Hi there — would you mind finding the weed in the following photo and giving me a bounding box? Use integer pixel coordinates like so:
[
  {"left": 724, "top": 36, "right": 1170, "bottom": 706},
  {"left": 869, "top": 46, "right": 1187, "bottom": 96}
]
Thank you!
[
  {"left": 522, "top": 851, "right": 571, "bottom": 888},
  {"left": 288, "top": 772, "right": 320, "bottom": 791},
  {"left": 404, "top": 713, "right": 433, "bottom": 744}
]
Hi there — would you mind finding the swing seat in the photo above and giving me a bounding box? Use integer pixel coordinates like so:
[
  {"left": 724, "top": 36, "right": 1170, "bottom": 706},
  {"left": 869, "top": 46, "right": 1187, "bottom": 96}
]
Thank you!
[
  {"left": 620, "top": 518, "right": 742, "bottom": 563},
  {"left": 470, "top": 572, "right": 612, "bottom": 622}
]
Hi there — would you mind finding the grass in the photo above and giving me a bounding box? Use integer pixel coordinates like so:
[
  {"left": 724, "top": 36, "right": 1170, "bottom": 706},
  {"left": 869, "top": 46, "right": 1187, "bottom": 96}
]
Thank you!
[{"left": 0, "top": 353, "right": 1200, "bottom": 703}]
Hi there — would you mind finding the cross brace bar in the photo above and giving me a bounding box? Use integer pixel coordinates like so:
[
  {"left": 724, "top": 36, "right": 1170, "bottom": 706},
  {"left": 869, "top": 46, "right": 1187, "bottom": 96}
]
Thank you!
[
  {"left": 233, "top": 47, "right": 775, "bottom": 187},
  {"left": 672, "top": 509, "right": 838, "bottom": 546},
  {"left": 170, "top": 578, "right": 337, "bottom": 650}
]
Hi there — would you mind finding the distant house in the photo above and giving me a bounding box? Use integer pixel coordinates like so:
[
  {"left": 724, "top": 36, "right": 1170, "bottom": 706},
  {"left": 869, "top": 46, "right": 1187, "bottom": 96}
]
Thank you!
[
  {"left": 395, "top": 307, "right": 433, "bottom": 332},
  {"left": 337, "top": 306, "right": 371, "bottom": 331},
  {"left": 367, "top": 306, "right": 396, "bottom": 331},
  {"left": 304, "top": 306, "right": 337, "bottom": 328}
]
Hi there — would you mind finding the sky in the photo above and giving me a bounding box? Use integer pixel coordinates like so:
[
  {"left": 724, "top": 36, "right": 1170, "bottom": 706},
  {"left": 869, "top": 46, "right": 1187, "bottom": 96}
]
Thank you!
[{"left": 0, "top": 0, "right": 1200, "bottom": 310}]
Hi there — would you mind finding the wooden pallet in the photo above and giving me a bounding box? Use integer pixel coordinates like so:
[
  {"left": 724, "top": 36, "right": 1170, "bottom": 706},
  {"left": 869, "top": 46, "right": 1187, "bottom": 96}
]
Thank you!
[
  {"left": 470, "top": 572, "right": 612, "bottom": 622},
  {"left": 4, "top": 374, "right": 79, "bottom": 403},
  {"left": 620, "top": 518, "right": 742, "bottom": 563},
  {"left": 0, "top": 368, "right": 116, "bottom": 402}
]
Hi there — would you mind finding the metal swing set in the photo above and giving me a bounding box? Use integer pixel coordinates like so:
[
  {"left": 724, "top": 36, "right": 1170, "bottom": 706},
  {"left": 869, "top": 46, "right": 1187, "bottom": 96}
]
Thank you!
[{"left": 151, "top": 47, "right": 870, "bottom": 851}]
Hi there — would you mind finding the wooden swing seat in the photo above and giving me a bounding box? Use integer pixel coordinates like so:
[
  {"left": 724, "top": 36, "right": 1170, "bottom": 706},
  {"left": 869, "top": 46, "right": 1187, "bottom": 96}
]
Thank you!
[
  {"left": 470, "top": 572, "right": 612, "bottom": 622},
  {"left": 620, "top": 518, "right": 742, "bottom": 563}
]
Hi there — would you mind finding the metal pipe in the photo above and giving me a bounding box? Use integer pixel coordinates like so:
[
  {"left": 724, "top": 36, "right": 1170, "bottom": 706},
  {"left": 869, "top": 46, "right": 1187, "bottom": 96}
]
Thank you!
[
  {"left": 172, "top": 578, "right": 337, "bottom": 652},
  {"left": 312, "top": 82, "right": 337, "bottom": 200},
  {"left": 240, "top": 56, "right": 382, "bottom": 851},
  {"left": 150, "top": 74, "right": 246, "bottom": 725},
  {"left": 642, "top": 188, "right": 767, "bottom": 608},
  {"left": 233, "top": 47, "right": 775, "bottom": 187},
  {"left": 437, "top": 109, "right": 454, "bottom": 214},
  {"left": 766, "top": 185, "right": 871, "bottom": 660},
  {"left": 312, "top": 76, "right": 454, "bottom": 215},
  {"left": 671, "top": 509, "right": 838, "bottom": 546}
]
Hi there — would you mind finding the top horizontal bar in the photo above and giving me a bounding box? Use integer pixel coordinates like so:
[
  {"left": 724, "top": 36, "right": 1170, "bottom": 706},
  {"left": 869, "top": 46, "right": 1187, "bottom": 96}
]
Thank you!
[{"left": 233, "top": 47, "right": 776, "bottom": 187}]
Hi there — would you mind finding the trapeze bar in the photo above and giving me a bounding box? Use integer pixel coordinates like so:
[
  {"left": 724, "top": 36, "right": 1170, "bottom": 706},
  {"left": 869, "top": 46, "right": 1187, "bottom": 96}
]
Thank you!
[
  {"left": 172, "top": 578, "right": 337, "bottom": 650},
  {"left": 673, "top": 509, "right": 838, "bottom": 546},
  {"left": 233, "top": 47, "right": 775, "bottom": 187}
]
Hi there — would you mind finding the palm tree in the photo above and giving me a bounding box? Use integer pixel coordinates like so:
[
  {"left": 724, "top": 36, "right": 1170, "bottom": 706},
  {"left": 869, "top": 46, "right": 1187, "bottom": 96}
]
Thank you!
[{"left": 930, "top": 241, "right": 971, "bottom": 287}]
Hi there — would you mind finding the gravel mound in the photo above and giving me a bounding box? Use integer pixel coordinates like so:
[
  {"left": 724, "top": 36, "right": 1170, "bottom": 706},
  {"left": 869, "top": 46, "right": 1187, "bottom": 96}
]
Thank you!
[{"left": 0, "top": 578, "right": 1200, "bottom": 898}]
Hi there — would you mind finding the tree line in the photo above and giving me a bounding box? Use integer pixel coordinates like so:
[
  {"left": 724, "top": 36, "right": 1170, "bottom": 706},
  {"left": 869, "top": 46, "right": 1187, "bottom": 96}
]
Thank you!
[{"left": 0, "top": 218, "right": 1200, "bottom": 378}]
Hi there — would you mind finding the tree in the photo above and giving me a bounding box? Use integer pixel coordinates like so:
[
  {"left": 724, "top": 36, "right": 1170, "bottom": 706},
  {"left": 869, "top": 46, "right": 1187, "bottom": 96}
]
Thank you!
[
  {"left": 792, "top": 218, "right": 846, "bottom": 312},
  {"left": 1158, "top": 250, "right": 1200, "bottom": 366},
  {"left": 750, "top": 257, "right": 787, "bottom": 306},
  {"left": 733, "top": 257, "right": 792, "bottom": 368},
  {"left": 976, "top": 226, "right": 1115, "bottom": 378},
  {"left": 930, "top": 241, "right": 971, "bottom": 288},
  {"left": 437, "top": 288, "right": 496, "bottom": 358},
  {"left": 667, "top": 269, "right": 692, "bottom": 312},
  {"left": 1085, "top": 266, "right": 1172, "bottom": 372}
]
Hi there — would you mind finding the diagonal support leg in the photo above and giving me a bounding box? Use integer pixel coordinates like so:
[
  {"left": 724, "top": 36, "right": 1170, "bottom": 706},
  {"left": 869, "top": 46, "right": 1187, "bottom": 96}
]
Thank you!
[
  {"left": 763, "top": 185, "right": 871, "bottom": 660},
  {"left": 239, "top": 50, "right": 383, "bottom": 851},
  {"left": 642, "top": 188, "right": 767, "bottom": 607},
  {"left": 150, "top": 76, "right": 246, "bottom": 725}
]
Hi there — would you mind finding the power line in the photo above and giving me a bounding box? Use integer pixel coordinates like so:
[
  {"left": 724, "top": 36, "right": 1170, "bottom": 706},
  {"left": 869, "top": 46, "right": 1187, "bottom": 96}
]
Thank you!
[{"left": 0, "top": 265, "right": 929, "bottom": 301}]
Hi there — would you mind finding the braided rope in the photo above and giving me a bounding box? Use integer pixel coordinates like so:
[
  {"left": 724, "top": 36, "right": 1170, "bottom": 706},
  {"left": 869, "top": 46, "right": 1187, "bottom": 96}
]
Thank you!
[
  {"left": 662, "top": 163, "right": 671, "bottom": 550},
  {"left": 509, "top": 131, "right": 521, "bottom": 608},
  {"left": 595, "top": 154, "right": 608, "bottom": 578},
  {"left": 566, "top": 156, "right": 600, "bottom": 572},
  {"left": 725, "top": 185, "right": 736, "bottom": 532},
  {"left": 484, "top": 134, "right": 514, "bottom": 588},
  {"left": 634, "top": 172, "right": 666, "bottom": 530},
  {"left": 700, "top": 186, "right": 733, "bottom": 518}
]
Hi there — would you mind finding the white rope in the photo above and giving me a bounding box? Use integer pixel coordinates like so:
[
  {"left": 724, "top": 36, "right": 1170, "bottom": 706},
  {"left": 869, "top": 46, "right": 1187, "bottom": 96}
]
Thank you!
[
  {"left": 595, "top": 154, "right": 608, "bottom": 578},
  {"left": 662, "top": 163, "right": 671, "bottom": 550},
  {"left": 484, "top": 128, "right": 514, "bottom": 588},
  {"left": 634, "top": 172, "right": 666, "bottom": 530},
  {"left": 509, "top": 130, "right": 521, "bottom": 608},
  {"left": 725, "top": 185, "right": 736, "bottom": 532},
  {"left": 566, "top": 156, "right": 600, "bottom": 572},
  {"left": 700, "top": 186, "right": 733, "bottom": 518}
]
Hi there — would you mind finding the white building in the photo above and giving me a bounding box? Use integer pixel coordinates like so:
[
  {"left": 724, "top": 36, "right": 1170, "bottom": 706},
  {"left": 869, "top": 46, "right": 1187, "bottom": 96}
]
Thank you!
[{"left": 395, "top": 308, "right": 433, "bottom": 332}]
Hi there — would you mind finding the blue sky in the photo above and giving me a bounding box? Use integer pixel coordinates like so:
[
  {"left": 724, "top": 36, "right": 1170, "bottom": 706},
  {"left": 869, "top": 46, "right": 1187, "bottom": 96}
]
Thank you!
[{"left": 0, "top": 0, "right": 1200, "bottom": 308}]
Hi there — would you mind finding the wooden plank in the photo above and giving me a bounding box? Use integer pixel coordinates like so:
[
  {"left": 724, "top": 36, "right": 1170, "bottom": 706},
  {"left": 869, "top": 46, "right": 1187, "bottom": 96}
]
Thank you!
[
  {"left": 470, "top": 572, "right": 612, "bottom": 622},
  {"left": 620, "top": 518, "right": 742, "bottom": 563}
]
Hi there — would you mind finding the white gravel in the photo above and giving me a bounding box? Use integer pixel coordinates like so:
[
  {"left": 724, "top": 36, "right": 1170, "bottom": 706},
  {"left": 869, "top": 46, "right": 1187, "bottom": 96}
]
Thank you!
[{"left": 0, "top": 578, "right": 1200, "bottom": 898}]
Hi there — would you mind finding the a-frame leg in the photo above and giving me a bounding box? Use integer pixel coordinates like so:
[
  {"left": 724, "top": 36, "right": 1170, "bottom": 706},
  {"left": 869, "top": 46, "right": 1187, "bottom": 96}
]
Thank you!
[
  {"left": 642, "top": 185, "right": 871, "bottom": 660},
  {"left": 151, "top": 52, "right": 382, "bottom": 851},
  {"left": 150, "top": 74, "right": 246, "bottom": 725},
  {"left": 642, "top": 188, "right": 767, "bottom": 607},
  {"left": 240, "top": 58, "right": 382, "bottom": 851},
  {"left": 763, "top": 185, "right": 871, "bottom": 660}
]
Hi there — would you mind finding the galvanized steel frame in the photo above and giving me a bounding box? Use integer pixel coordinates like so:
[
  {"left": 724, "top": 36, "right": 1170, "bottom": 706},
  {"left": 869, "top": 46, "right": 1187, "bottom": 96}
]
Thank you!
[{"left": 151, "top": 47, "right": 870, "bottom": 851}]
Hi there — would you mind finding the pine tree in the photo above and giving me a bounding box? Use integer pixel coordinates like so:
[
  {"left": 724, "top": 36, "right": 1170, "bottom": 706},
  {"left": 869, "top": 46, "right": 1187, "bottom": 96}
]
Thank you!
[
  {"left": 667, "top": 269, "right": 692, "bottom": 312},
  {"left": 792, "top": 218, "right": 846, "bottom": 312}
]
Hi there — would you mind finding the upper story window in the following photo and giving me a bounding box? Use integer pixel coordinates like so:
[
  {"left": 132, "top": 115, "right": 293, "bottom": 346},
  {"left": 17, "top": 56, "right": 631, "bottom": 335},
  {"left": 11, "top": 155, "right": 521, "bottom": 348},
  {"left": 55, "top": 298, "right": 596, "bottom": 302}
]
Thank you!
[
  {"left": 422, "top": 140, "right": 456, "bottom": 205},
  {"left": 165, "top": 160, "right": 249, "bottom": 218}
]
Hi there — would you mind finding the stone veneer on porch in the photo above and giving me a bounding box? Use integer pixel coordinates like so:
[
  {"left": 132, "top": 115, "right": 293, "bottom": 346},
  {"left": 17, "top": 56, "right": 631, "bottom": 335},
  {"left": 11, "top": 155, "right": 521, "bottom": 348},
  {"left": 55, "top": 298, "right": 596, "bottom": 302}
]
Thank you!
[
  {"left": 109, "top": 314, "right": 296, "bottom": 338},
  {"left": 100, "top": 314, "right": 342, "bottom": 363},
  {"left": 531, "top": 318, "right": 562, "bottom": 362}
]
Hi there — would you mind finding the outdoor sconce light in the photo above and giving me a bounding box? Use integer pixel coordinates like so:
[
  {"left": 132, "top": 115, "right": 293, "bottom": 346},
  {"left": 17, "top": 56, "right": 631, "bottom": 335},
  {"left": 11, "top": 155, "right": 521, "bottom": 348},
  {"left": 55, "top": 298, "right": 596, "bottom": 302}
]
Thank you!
--------
### Problem details
Could you render everything from the line containing "Hi there — would you mind finding the galvanized" down to the end of the records as a JSON list of strings, one string per line, with blank lines omitted?

### Right answer
[
  "Hi there — would you mind finding the galvanized steel frame in the photo above and giving me a bounding box? Use integer pixel coordinates like so:",
  "[",
  "  {\"left\": 724, \"top\": 36, \"right\": 1170, \"bottom\": 706},",
  "  {\"left\": 869, \"top\": 46, \"right\": 1187, \"bottom\": 96}",
  "]",
  "Thank you!",
  "[{\"left\": 151, \"top\": 47, \"right\": 870, \"bottom\": 851}]",
  "Hi there — would you mind finding the pine tree in the photo above and giving me a bounding box? Use integer pixel coordinates like so:",
  "[",
  "  {\"left\": 724, \"top\": 36, \"right\": 1170, \"bottom\": 706},",
  "  {\"left\": 869, \"top\": 46, \"right\": 1187, \"bottom\": 96}",
  "]",
  "Thank you!",
  "[",
  "  {\"left\": 667, \"top\": 269, \"right\": 692, \"bottom\": 312},",
  "  {\"left\": 792, \"top\": 218, \"right\": 846, \"bottom\": 312}",
  "]",
  "Hi there — would you mind finding the upper story window in the following photo and giving me a bounding box? Use integer pixel coordinates like so:",
  "[",
  "  {\"left\": 132, \"top\": 115, \"right\": 293, \"bottom\": 346},",
  "  {\"left\": 17, \"top\": 56, \"right\": 631, \"bottom\": 335},",
  "  {\"left\": 11, \"top\": 155, \"right\": 521, \"bottom\": 348},",
  "  {\"left\": 55, \"top\": 298, \"right\": 596, \"bottom\": 302}",
  "]",
  "Thank you!",
  "[",
  "  {\"left\": 422, \"top\": 140, \"right\": 456, \"bottom\": 205},",
  "  {\"left\": 165, \"top\": 160, \"right\": 249, \"bottom\": 218}",
  "]",
  "Hi there — would you mind finding the stone veneer on porch in the photo above and giving me a bounding box? Use integer pixel coordinates like so:",
  "[",
  "  {\"left\": 132, \"top\": 115, \"right\": 293, \"bottom\": 346},",
  "  {\"left\": 17, \"top\": 56, \"right\": 631, \"bottom\": 335},",
  "  {\"left\": 11, \"top\": 155, \"right\": 521, \"bottom\": 348},",
  "  {\"left\": 55, \"top\": 298, \"right\": 596, \"bottom\": 302}",
  "]",
  "Thank you!",
  "[",
  "  {\"left\": 109, \"top\": 314, \"right\": 296, \"bottom\": 338},",
  "  {\"left\": 100, \"top\": 314, \"right\": 342, \"bottom\": 363},",
  "  {\"left\": 531, \"top\": 318, \"right\": 562, \"bottom\": 362}",
  "]",
  "Hi there — would you mind finding the outdoor sconce light in the photo above and giving me a bounding box? Use integer pixel coordinates like so:",
  "[",
  "  {\"left\": 132, \"top\": 115, \"right\": 293, \"bottom\": 346},",
  "  {\"left\": 17, \"top\": 56, \"right\": 631, \"bottom\": 335},",
  "  {\"left\": 11, \"top\": 155, \"right\": 521, \"bottom\": 348},",
  "  {\"left\": 55, \"top\": 298, \"right\": 596, \"bottom\": 302}",
  "]",
  "Thank you!"
]